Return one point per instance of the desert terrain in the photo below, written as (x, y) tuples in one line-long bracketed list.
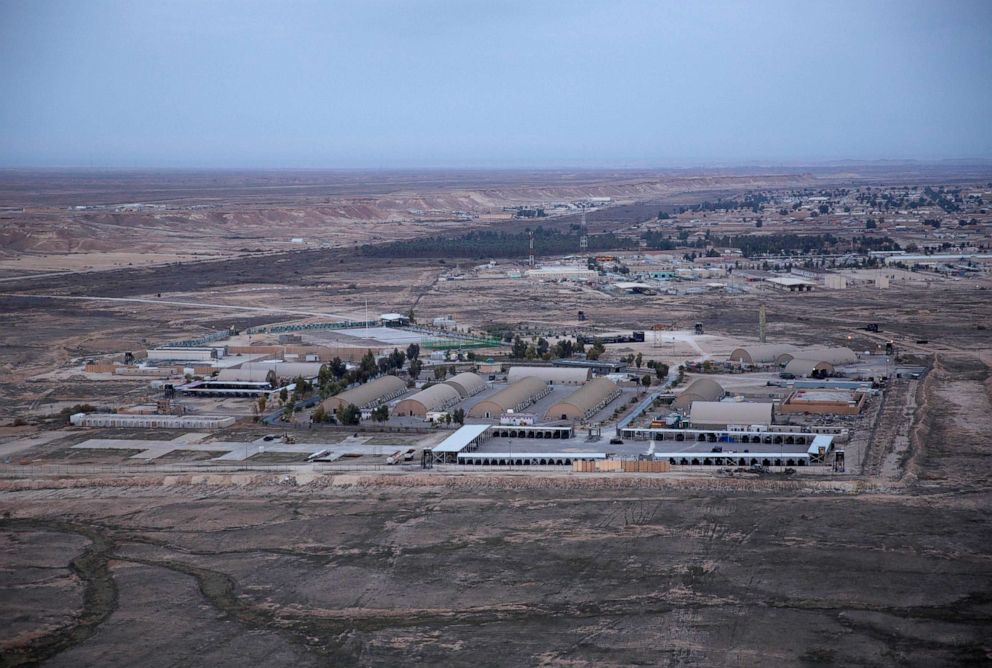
[(288, 562)]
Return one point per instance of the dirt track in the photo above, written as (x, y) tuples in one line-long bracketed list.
[(362, 571)]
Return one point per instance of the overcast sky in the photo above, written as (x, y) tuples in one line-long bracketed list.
[(484, 83)]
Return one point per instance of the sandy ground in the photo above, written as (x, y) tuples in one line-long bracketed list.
[(370, 570)]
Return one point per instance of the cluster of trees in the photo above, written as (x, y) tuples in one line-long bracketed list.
[(776, 244), (541, 349), (485, 243), (751, 200), (457, 416)]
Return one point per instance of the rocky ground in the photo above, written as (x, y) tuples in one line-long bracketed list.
[(470, 570)]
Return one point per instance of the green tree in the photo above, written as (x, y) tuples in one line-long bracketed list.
[(519, 349), (349, 414), (542, 346), (596, 350), (337, 367)]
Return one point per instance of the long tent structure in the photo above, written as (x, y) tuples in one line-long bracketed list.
[(834, 355), (434, 398), (783, 353), (721, 414), (763, 353), (550, 374), (701, 389), (369, 395), (468, 384), (801, 367), (515, 397), (287, 370), (585, 401)]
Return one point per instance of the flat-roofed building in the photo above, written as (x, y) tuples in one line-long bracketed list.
[(585, 401), (151, 421), (825, 402), (515, 397)]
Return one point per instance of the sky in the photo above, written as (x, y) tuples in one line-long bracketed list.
[(490, 83)]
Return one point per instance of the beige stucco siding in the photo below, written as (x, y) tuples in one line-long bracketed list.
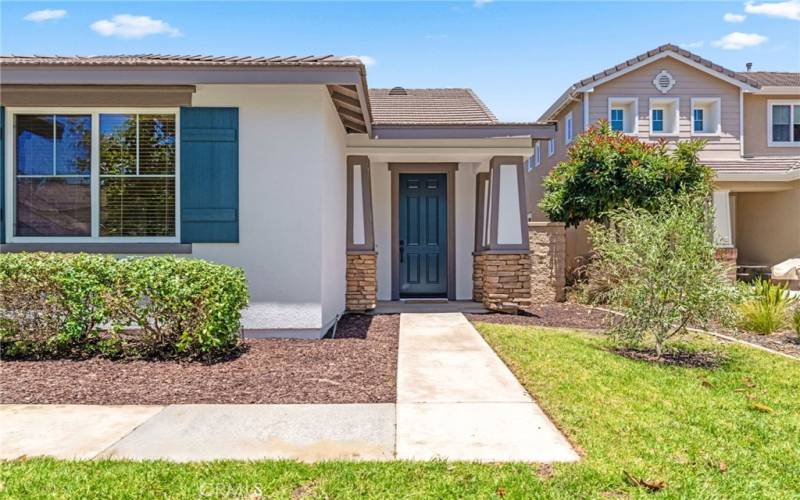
[(755, 126), (689, 83), (768, 226)]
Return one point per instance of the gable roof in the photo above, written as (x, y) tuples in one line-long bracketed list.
[(400, 106), (345, 77), (774, 78), (179, 60), (744, 80)]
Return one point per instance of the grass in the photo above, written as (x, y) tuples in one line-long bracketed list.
[(694, 429)]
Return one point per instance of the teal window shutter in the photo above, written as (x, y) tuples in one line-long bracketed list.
[(209, 175), (2, 174)]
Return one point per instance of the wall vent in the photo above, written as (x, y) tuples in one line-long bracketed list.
[(664, 81)]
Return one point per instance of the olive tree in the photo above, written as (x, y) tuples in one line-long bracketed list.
[(663, 268)]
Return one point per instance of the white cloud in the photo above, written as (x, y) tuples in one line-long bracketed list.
[(38, 16), (128, 26), (738, 41), (730, 17), (790, 9), (367, 60)]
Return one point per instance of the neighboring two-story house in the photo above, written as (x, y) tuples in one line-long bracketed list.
[(750, 120)]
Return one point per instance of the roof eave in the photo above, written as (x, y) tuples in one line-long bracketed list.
[(539, 131)]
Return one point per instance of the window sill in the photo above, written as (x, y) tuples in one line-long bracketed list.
[(108, 248)]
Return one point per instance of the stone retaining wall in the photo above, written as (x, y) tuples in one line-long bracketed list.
[(362, 287), (548, 243), (501, 281)]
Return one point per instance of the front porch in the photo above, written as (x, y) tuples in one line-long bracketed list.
[(444, 219), (756, 225)]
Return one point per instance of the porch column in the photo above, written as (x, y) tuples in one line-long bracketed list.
[(501, 268), (362, 288), (723, 232)]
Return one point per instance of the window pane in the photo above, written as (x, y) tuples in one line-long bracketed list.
[(34, 144), (53, 206), (156, 144), (73, 145), (137, 206), (117, 144)]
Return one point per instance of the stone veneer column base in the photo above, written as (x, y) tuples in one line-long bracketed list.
[(362, 286), (500, 281), (548, 243), (727, 256)]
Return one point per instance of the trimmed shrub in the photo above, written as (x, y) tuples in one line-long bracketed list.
[(62, 305), (51, 304), (768, 308)]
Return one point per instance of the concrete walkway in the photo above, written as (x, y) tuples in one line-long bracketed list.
[(199, 432), (457, 400)]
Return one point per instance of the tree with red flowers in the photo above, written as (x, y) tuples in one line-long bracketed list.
[(607, 170)]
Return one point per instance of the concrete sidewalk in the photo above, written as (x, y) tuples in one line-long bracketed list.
[(199, 432), (457, 400)]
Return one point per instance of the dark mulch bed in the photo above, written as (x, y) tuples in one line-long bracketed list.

### EXERCISE AIM
Repeat every one of the items above word for word, but leave the pictures out of your answer.

### FINISHED TASK
Return one point per instance of the desert terrain in the photo below, written as (x, y) tuples in one line-long bracketed list.
[(288, 562)]
Return one point per instance of the dirt track in the photo above, written as (x, y) tuples in one line-long bracketed list.
[(362, 571)]
Return one point per instance of the overcast sky in the photo above, written as (x, y) tuples in one line-long bracketed list.
[(484, 83)]
Return one point per instance of the sandy ground in the photo above, written as (x, y) tuples in one line-long bracketed list.
[(370, 570)]
Return one point per instance of the cluster of trees in the photo above, written as (x, y) tuples in one line-long bracketed list.
[(776, 244), (541, 349), (485, 243), (751, 200), (457, 416)]
Return one point per instance of the rocky ground in the photo above, written as (x, y) tuples in one line-long bracketed list.
[(470, 570)]
Return one point per instance of the green tree in the photo above, written as (x, y) tuples in one line-long bracketed list.
[(519, 349), (349, 414), (542, 346), (596, 350), (337, 367)]
Return one point per instance of the long tent structure in the photo above, written as (x, y) tuples in one line-long bracketed list.
[(834, 355), (434, 398), (783, 353), (721, 414), (763, 353), (550, 374), (701, 389), (369, 395), (468, 384), (801, 367), (515, 397), (287, 370), (585, 401)]
Return one point per instance of the flat-roofed building in the photo above, written as (x, y) tuples in one line-long bracketed list.
[(585, 401), (151, 421), (825, 402), (515, 397)]
Return one point per instance of the sky in the photo above, written as (x, y) tuples in one line-long bracketed list.
[(490, 83)]
Return one point per instance of the beige stucco siding in the photo below, written as (x, y) tuples in one line-long bracketed list.
[(755, 126), (689, 83), (768, 226)]
Return one point per instance of the gable roof in the photo above, written as (x, y) tuples in one line-long bracketed list.
[(400, 106), (345, 77), (774, 78), (179, 60), (744, 80)]
Return one point per instance of the grass in the photo above, written as (x, y) tuples in one line-long bracketed list.
[(694, 429)]
Return one point per instance of the teal window shutter in the photo above, written as (x, y) tuples in one line-long bracketed list.
[(209, 175), (2, 174)]
Return one point per instance of the wall vent in the photo above, written as (x, y) tuples in one line-long bracketed list.
[(664, 81)]
Return one point per instance of the olive tree in the photo above, written as (x, y) tuples in one line-long bracketed list.
[(663, 268)]
Return one point per instance of the white cloud in the photo above, written as (x, y) tuples in one line-long bracketed list.
[(38, 16), (128, 26), (738, 41), (730, 17), (790, 9), (367, 60)]
Return one point per instance of the neighboring two-story house in the photo above, written as (x, y) tuples in one line-long bracketed list.
[(750, 120)]
Return one point per instance of the roof eave in the photo above, written as (x, y) tuples in one line-long bracketed list.
[(539, 131)]
Return one point per instance of the window sill in the photo above, written as (x, y) tuples in one line-long bracketed list.
[(108, 248)]
Return one point per instance of the stone retaining wall in the photo above, written as (x, y) tuples in one line-long bracketed list.
[(362, 287), (548, 243), (501, 281)]
Return one point per instance of the front porch in the photo above, written as (x, y) tuples in one line-long bracketed list.
[(444, 219), (756, 225)]
Return one point per instance of the porch column in the photo above, written as (x, y) tuples in one line-long bracketed list.
[(501, 268), (362, 288), (723, 232)]
Return one point per instance of the window pane in the photo above, written as (x, y) tuples in one line-long bracketed list.
[(34, 144), (53, 206), (156, 144), (73, 145), (137, 206), (117, 144)]
Return one point per instance of the stone veneer column base in the photo above, written as (x, y) tuples in one line-long bracketed list.
[(362, 286), (500, 281), (548, 243), (727, 256)]
Return one point per instance of the trimmed shrub in the photo above, written as (x, y) tuples in one line-long bracketed list.
[(62, 305), (51, 304), (768, 308)]
Return one point per instance of the concrete walkway in the photo above, written as (x, y) tuples in one line-long bracketed list.
[(199, 432), (457, 400)]
Return one point per instance of the tree with red flowers in the photo above, written as (x, y) tuples in one line-long bracketed list.
[(607, 170)]
Return one point per instance of the concrete sidewalk in the photo above, written as (x, y) tuples in one line-long bracketed list.
[(199, 432), (457, 400)]
Return one point per instance of the dark mulch bed in the photo above, written as (x, y) tuples in one line-long bracketed list.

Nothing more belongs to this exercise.